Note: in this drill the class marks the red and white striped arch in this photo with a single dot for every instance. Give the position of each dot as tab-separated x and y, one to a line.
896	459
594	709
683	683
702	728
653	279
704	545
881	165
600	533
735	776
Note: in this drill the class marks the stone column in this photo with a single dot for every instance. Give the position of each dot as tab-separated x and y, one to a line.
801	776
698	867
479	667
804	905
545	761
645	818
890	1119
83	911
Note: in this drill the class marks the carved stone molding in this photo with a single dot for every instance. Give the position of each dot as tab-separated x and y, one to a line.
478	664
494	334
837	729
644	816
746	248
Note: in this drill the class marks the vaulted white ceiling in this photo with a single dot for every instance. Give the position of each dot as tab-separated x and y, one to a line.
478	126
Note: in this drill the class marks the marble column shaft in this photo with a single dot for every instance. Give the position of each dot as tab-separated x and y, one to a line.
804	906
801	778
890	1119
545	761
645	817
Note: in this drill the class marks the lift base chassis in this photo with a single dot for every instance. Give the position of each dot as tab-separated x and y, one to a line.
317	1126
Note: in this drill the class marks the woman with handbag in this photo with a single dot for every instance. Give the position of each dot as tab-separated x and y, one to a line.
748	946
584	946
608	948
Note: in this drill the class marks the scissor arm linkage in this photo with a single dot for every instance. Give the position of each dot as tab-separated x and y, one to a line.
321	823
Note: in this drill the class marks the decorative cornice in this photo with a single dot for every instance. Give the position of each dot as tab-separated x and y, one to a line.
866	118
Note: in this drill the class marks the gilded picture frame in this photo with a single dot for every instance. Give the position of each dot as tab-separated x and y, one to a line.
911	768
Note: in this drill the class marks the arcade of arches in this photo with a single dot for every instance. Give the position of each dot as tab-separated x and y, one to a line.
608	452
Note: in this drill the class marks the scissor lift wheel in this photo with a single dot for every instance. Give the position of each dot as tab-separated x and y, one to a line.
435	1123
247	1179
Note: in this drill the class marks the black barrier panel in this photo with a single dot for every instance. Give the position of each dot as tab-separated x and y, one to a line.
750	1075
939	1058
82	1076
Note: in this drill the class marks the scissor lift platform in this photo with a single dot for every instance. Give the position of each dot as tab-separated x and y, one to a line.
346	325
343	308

**Exercise directions:** Reproduce only the items starting with the line that contains "Note: in this drill the class marks the black" and going on through the end of the items, keeping each request as is. Raise every x and y coordinate in the answers by 52.

**Exercise answer:**
Note: in this drill the class marks the black barrier panel in this photo with a single dot for every instance. Give the position of each dot as tab-separated x and y, one to a line.
802	1127
991	1110
134	1128
Note: in this drill the class marks the scissor lift platform in this photo with a single dot for every instance. Give the position of each dot as tab-separated x and y, one to a line.
398	377
395	360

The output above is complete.